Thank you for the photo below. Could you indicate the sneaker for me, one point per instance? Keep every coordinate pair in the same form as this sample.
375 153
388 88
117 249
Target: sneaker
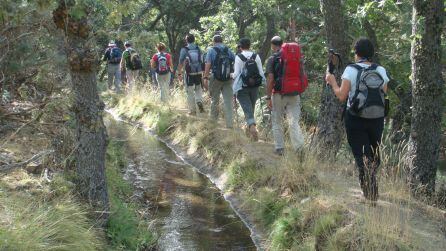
253 132
279 151
200 107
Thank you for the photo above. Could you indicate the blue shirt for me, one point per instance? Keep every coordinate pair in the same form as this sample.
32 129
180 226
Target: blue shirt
212 54
183 52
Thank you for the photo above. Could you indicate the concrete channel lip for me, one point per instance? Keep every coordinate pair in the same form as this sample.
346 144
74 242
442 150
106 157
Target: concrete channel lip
201 167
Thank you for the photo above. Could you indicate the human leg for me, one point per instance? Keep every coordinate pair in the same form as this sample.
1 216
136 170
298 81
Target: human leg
293 115
277 116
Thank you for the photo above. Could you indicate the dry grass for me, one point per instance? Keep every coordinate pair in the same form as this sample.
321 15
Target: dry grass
34 217
318 202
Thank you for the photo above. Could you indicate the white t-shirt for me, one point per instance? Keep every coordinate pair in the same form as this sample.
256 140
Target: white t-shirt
239 64
351 74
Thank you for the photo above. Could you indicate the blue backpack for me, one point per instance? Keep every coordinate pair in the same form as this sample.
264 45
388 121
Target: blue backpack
115 55
222 64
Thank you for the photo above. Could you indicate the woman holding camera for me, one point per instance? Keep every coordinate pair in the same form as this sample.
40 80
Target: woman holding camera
364 85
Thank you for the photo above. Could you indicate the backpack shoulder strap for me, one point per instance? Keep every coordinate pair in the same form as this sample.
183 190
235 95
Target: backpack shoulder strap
242 57
216 49
373 66
356 66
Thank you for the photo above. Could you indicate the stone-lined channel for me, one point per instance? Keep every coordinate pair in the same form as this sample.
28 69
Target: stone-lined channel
188 210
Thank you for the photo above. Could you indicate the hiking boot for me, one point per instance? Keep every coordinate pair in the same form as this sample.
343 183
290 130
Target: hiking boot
253 132
279 151
200 107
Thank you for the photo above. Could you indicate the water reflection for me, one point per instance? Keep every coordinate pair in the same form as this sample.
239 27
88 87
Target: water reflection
189 210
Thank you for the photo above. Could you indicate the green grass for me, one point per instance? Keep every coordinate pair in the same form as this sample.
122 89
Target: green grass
291 198
125 228
287 230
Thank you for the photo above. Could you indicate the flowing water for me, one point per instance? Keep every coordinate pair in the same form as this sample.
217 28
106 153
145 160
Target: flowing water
189 211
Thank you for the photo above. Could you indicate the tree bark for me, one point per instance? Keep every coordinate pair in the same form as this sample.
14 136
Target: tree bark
270 32
330 130
91 134
427 91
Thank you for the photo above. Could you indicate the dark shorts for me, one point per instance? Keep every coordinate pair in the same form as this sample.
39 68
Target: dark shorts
193 80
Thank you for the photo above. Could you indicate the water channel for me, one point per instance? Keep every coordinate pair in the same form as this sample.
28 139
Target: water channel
189 211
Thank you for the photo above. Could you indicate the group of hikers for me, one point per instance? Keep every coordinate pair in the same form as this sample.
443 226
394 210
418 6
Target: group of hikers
238 76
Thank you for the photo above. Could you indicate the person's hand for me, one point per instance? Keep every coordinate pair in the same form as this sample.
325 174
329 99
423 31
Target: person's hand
330 79
205 84
270 104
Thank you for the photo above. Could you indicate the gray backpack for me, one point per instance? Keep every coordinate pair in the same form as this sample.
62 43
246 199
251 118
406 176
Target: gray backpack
368 100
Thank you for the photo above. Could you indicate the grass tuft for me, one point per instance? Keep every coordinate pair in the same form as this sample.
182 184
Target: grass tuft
53 220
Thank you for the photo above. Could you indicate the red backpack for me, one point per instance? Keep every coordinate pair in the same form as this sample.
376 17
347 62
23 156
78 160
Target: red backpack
289 73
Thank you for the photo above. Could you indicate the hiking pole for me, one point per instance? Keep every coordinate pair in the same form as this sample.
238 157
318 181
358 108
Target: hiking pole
236 110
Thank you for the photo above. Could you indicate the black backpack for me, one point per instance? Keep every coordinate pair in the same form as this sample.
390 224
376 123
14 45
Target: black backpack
368 100
134 62
222 64
250 73
194 62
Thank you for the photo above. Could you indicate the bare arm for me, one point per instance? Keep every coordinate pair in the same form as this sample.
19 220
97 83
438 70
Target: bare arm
341 92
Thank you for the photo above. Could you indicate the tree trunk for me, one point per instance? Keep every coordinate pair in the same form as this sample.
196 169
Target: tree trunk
91 134
330 129
427 91
270 32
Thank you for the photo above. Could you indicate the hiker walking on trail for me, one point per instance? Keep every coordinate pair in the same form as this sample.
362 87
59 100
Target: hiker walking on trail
286 81
248 77
131 63
364 85
113 56
191 58
220 59
162 63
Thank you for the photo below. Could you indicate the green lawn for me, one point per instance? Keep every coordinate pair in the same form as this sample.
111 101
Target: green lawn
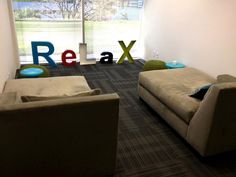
67 34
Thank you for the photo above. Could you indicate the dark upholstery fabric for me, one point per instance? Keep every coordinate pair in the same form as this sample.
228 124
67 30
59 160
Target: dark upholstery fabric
147 146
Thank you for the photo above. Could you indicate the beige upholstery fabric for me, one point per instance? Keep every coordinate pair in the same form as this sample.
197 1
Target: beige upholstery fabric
9 98
170 117
212 129
172 87
70 137
226 78
53 86
44 98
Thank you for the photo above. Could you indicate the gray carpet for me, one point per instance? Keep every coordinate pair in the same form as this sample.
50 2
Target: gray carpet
147 146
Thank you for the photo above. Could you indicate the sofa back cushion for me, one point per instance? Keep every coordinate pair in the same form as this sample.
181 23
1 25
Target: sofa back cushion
52 86
96 91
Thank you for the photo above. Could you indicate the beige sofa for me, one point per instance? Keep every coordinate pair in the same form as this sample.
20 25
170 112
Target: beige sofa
74 136
208 125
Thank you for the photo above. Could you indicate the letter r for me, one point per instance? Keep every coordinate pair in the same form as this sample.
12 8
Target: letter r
46 55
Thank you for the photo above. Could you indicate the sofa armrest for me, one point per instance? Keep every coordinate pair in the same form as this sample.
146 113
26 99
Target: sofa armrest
212 130
64 137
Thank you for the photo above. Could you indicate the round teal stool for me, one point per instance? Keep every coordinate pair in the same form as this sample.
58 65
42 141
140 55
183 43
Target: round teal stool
154 65
33 71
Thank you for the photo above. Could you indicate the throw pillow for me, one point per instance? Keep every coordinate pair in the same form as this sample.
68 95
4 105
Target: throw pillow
199 93
9 98
96 91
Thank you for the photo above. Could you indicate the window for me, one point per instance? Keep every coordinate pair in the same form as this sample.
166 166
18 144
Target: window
60 22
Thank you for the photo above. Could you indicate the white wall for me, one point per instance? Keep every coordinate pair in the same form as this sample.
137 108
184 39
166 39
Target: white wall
199 33
8 50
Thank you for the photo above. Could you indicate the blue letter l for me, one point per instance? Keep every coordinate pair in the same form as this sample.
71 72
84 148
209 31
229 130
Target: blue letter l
46 55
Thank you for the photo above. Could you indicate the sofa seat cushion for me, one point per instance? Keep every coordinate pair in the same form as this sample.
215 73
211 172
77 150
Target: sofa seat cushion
9 98
52 86
173 87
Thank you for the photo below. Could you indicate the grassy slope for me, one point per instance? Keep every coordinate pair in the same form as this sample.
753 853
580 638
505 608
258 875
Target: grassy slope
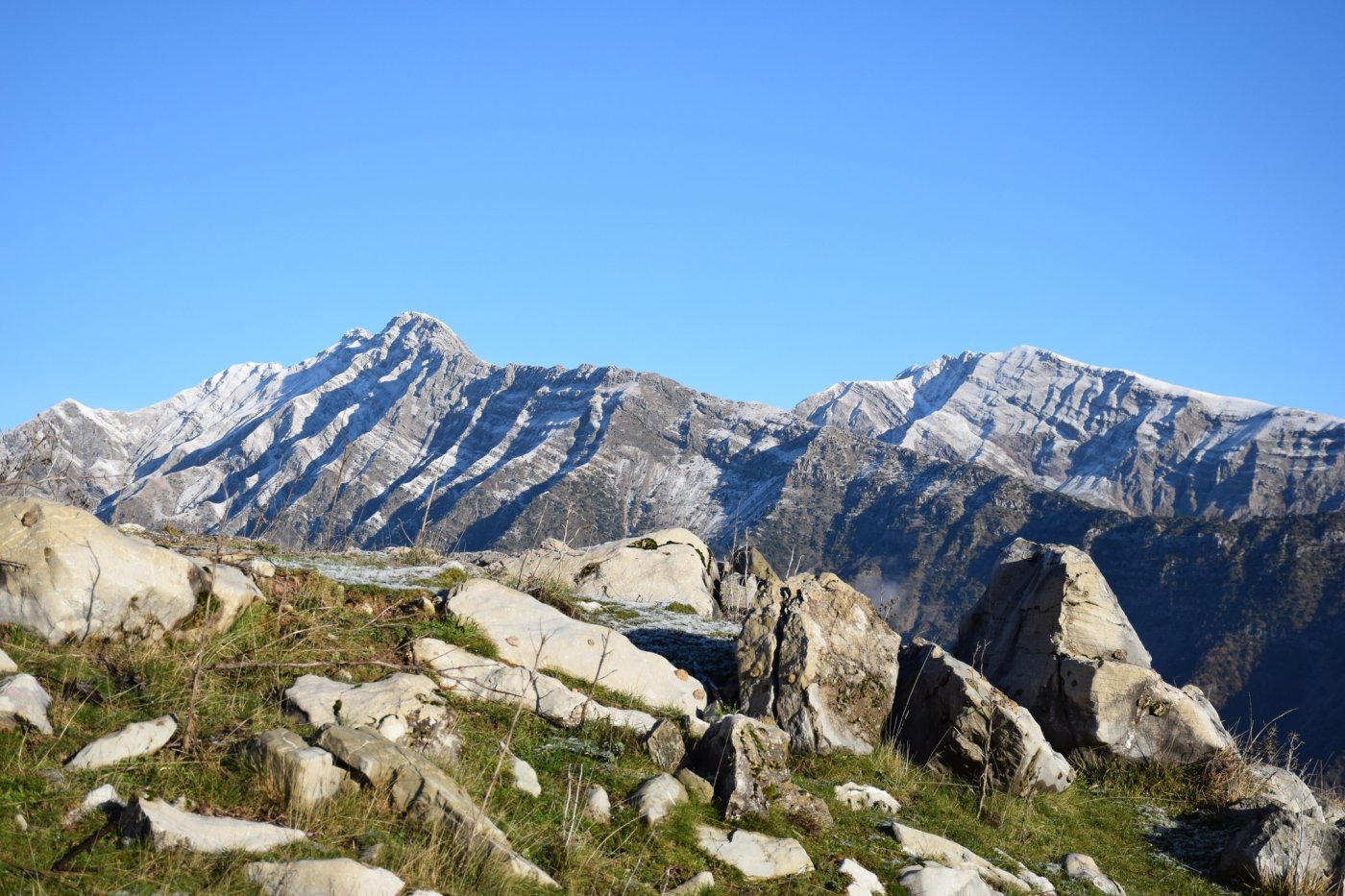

◇ ◇ ◇ ◇

- [SHORT PROBLEM] Report every line in the records above that contains the word "pillow", copying each one in full.

- [TASK SOLUTION]
Thank you for the photo above. Could you indicate the throw pillow for me, one point per instance? Keep every coordinate pair in the same form as this sample.
Target: throw pillow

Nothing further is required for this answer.